▶ Stored data:
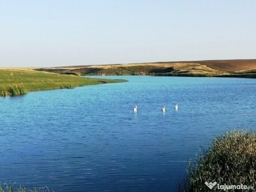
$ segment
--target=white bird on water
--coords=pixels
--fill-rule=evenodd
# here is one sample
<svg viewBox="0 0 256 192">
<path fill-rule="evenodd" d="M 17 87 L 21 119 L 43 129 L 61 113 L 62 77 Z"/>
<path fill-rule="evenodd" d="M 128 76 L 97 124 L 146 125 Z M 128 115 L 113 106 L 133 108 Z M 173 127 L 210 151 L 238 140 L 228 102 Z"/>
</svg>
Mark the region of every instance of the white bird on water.
<svg viewBox="0 0 256 192">
<path fill-rule="evenodd" d="M 177 103 L 175 105 L 175 110 L 178 111 L 178 103 Z"/>
<path fill-rule="evenodd" d="M 164 113 L 165 112 L 165 106 L 164 106 L 164 107 L 163 108 L 163 109 L 161 110 Z"/>
<path fill-rule="evenodd" d="M 133 111 L 134 112 L 137 112 L 137 106 L 135 106 L 135 107 L 133 108 Z"/>
</svg>

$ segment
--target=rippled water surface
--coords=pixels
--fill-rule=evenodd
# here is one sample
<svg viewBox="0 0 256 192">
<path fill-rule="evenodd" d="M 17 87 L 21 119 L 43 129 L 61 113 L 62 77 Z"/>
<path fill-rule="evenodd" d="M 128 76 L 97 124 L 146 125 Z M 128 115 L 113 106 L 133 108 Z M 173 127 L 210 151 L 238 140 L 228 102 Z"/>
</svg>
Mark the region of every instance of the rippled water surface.
<svg viewBox="0 0 256 192">
<path fill-rule="evenodd" d="M 256 127 L 256 79 L 107 77 L 130 81 L 0 98 L 1 183 L 174 191 L 200 146 Z"/>
</svg>

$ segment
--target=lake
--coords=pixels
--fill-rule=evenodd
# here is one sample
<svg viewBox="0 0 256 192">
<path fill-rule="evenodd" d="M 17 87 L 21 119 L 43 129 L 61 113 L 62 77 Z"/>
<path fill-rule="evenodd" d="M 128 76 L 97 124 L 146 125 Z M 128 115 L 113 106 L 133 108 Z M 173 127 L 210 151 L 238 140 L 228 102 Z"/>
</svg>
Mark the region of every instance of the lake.
<svg viewBox="0 0 256 192">
<path fill-rule="evenodd" d="M 256 127 L 255 79 L 102 77 L 130 81 L 0 97 L 2 185 L 175 191 L 201 146 Z"/>
</svg>

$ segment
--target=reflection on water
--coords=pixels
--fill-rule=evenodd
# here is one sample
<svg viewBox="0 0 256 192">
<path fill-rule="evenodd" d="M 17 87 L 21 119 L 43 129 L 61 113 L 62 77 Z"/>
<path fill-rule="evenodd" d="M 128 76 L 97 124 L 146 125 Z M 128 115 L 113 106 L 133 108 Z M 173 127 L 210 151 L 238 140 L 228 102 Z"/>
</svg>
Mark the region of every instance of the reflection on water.
<svg viewBox="0 0 256 192">
<path fill-rule="evenodd" d="M 57 192 L 174 191 L 200 146 L 256 126 L 256 80 L 121 77 L 130 81 L 0 98 L 1 181 Z"/>
</svg>

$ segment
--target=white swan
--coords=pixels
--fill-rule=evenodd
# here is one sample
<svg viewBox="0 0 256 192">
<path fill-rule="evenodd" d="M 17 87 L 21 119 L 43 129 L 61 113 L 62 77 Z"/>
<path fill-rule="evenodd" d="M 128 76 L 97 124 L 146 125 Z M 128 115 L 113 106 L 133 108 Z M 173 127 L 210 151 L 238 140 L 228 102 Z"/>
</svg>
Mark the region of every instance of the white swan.
<svg viewBox="0 0 256 192">
<path fill-rule="evenodd" d="M 133 111 L 135 112 L 137 112 L 137 106 L 135 106 L 135 107 L 133 108 Z"/>
<path fill-rule="evenodd" d="M 164 113 L 165 112 L 165 106 L 164 106 L 164 107 L 163 108 L 163 109 L 161 110 Z"/>
</svg>

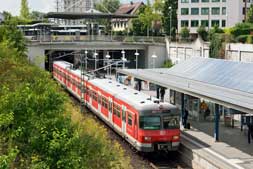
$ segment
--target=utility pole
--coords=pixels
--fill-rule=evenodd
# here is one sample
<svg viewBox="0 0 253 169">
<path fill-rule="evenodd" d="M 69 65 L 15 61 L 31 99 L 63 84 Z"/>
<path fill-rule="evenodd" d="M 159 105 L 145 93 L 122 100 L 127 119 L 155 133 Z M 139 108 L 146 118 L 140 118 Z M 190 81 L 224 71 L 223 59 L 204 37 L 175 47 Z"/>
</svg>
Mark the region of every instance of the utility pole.
<svg viewBox="0 0 253 169">
<path fill-rule="evenodd" d="M 85 58 L 84 58 L 85 52 L 81 51 L 81 113 L 84 113 L 85 108 Z"/>
</svg>

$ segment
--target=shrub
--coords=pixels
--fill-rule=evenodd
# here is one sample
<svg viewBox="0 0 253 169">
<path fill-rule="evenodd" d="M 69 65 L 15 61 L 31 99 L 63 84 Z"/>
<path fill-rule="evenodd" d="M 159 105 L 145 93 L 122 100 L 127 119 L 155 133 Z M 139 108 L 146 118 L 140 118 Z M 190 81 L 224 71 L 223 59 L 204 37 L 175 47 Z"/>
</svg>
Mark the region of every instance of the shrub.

▶ Task requirements:
Pick out each line in the records above that contains the string "region". Only lines where its capitalization matches count.

▶ Full answer:
Mark the region of every instance of the white bird on water.
Mark the region of every instance of the rippled water surface.
Mark the region of every instance of the lake.
Mark the region of every instance of the reflection on water.
Mark the region of every instance of the white swan.
Mark the region of every instance of the utility pole.
Mark the region of every instance of the shrub.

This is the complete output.